Objectif A >>
Relevez chaque ligne de la liste qui contient la chaîne « fence », en tenant compte de la casse.

Publié le 17 Jan 2013 - 20:12
ENQUÊTE SUR LE FONCIER

 Tahibou Ndiaye exhibe des comptes à sec

 

Suite à notre article de l'édition du mardi 15 janvier 2013, relatif à l'affaire Tahibou Ndiaye, entendu à deux reprises par la Section de recherches de la Gendarmerie nationale depuis le début de la traque organisée contre les biens mal acquis, nous revenons sur l'enquête déclenchée contre le Directeur du Cadastre en 2000 et 2012. Tahibou Ndiaye se défend des accusations de malversations sur le foncier...

 

 

Dans l'enquête sur les biens mal acquis de l'ancien Directeur du Cadastre, Tahibou Ndiaye, les enquêteurs ne se sont pas seulement contentés d'éplucher le patrimoine foncier de ce concerné-ci, comme nous l'évoquions dans notre dernière édition. Ils sont allés plus loin, fouinant dans ses comptes bancaires déclarés. Il en dispose trois au Sénégal et deux à l'étranger.

Données de travail >>
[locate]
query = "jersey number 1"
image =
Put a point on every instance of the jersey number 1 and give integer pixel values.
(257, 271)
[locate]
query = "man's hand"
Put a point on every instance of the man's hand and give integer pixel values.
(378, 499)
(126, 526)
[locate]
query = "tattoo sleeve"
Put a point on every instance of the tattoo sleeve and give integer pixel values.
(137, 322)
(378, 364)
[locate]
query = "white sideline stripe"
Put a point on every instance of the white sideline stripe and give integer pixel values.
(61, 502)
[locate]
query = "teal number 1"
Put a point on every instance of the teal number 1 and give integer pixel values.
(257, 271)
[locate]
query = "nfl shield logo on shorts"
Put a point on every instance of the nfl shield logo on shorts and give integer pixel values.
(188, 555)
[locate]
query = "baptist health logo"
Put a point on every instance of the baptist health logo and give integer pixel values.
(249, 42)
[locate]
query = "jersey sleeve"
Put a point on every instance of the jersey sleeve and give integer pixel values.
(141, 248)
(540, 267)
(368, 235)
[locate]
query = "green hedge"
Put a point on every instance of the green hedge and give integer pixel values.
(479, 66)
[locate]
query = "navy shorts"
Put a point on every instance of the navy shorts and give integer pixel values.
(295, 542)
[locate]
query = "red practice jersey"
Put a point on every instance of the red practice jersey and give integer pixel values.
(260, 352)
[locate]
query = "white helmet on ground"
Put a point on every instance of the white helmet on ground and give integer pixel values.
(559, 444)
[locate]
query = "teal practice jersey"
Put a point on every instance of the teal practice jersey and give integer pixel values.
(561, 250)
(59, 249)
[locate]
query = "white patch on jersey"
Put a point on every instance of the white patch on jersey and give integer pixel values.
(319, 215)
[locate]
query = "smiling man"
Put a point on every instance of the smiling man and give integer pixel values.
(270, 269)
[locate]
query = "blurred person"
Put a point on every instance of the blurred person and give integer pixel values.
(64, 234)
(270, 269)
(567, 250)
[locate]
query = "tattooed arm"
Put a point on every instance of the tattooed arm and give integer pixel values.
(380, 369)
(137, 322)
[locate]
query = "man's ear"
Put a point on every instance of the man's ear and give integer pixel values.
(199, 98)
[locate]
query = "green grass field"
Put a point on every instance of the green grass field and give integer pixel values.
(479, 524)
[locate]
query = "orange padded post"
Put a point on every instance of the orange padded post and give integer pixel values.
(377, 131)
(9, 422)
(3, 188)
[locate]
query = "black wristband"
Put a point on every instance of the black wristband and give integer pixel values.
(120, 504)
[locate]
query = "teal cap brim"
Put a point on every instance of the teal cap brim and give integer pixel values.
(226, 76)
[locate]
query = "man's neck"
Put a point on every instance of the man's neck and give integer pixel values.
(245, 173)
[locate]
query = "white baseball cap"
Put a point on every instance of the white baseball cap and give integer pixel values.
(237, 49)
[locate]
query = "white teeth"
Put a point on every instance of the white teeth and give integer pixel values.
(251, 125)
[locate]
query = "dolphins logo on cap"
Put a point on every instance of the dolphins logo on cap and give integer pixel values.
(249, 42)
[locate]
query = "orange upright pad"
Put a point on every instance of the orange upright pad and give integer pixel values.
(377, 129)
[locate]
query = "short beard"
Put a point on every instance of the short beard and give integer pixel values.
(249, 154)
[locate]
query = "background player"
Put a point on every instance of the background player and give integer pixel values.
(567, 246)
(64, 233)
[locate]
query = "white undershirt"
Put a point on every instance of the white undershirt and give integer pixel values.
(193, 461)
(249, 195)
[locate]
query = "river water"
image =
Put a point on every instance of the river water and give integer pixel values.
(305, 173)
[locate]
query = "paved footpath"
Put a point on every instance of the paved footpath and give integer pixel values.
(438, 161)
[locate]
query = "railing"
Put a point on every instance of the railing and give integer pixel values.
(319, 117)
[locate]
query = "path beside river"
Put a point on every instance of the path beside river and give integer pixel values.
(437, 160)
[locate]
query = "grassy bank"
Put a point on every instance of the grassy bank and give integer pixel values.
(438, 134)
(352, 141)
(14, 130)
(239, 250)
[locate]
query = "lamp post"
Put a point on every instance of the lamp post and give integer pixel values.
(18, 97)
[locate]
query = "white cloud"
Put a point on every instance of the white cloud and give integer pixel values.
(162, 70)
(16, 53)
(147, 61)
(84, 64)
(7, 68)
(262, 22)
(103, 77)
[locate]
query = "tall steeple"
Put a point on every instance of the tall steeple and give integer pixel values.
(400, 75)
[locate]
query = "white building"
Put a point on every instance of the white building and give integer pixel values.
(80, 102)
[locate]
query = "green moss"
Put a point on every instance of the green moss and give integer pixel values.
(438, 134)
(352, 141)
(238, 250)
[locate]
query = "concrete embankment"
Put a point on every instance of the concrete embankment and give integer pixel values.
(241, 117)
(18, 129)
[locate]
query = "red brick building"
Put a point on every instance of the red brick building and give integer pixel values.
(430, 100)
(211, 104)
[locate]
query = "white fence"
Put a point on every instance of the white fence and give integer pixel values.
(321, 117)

Objectif B >>
Reproduisez le passage de l'article sur l'enquête foncière qui commence à « Suite à notre » et se termine à « deux à l'étranger. ».

Résultat A >>
query = "white fence"
Put a point on every instance of the white fence and give integer pixel values.

Résultat B >>
Suite à notre article de l'édition du mardi 15 janvier 2013, relatif à l'affaire Tahibou Ndiaye, entendu à deux reprises par la Section de recherches de la Gendarmerie nationale depuis le début de la traque organisée contre les biens mal acquis, nous revenons sur l'enquête déclenchée contre le Directeur du Cadastre en 2000 et 2012. Tahibou Ndiaye se défend des accusations de malversations sur le foncier...

 

 

Dans l'enquête sur les biens mal acquis de l'ancien Directeur du Cadastre, Tahibou Ndiaye, les enquêteurs ne se sont pas seulement contentés d'éplucher le patrimoine foncier de ce concerné-ci, comme nous l'évoquions dans notre dernière édition. Ils sont allés plus loin, fouinant dans ses comptes bancaires déclarés. Il en dispose trois au Sénégal et deux à l'étranger.